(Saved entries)
━━━━━━━━

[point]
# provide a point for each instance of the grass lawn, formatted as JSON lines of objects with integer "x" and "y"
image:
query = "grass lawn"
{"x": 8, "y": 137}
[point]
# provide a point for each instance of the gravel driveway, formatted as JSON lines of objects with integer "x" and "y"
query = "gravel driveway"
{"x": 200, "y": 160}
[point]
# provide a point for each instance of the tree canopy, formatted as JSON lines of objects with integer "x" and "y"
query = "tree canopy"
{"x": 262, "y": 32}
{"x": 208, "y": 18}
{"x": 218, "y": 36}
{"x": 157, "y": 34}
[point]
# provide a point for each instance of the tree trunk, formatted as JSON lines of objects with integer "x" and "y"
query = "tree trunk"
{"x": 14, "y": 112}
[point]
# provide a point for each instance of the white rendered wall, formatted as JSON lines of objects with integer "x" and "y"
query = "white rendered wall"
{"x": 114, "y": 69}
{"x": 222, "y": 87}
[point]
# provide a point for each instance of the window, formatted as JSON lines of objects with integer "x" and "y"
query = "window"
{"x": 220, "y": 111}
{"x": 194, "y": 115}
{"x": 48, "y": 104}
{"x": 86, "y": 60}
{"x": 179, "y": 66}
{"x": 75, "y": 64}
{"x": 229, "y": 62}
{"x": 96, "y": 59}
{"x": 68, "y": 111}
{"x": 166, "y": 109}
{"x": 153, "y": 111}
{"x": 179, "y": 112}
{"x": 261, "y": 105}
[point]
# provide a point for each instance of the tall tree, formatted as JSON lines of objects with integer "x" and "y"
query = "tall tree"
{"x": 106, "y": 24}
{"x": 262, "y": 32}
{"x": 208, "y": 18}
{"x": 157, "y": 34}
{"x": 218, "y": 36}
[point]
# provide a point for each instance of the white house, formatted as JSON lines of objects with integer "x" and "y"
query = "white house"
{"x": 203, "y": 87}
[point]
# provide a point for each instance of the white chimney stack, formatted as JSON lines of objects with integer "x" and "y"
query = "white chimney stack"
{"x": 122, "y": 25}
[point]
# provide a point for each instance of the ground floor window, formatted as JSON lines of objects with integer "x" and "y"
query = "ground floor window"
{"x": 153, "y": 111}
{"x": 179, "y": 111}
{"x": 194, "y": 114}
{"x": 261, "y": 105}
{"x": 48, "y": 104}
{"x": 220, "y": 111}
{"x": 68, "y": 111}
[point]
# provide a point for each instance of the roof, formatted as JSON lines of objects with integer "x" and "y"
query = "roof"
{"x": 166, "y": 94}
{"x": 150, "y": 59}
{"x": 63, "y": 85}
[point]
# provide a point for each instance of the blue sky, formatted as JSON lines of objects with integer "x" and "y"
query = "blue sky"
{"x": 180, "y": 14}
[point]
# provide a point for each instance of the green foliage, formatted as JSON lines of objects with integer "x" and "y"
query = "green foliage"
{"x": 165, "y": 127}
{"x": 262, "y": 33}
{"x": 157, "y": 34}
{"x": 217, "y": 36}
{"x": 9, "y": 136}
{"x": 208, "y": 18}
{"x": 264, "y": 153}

━━━━━━━━

Take the records and restate them word for word.

● **TASK OUTPUT**:
[point]
# provide a point for each instance of the grass lawn, formatted as JSON lines of objects with integer "x" and "y"
image:
query = "grass lawn"
{"x": 8, "y": 137}
[point]
# provide a point for each instance of the gravel driveway, formatted as JSON lines of objects with integer "x" and "y"
query = "gravel driveway"
{"x": 200, "y": 160}
[point]
# provide a point for each instance of the tree canopy, formatted as JSON lines of objects with integer "x" and "y"
query = "tree canopy"
{"x": 262, "y": 32}
{"x": 208, "y": 18}
{"x": 218, "y": 36}
{"x": 157, "y": 34}
[point]
# provide a point for each instance of the tree trunk, formatted as JSON lines of objects with integer "x" and "y"
query = "tree trunk"
{"x": 14, "y": 112}
[point]
# provide a point for each instance of the white rendered wall, formatted as JSON lines of objects with integer "x" and "y"
query = "white rendered wall"
{"x": 114, "y": 69}
{"x": 222, "y": 87}
[point]
# provide a point for each instance of the window, formatted as JSON lines of objects with integer "x" and "y"
query = "window"
{"x": 220, "y": 111}
{"x": 194, "y": 115}
{"x": 48, "y": 104}
{"x": 86, "y": 60}
{"x": 179, "y": 66}
{"x": 75, "y": 64}
{"x": 229, "y": 62}
{"x": 96, "y": 59}
{"x": 68, "y": 111}
{"x": 166, "y": 109}
{"x": 153, "y": 111}
{"x": 179, "y": 112}
{"x": 261, "y": 105}
[point]
# provide a point for each instance of the tall tree, formatted as JSON lines of objects with integer "x" and "y"
query = "tall tree"
{"x": 106, "y": 24}
{"x": 262, "y": 32}
{"x": 208, "y": 18}
{"x": 157, "y": 34}
{"x": 218, "y": 36}
[point]
# provide a point for each instance of the white house, formatted as JSON lines of objects with integer "x" and "y"
query = "white house"
{"x": 203, "y": 87}
[point]
# provide a point for each instance of the white chimney stack, formatted as JSON lines of objects with integer "x" and "y"
query = "white chimney stack"
{"x": 122, "y": 25}
[point]
# provide a point for each instance of the ground floor window, formatted as JSON lines of objects with integer "x" and "y"
query = "ground floor window"
{"x": 153, "y": 111}
{"x": 179, "y": 111}
{"x": 194, "y": 114}
{"x": 261, "y": 105}
{"x": 48, "y": 104}
{"x": 220, "y": 111}
{"x": 68, "y": 111}
[point]
# provide a point for each instance of the roof, formatted as JSON lines of objects with integer "x" and "y"
query = "roof"
{"x": 166, "y": 94}
{"x": 150, "y": 59}
{"x": 63, "y": 85}
[point]
# provide a point for each instance of the blue sky, formatted as JSON lines of objects with integer "x" and "y"
query = "blue sky"
{"x": 180, "y": 14}
[point]
# provide a point for each instance of the green foliage, formatted as JSON lines of objects with integer "x" and "y"
query = "green foliage"
{"x": 165, "y": 127}
{"x": 262, "y": 33}
{"x": 157, "y": 34}
{"x": 217, "y": 36}
{"x": 9, "y": 136}
{"x": 208, "y": 18}
{"x": 264, "y": 153}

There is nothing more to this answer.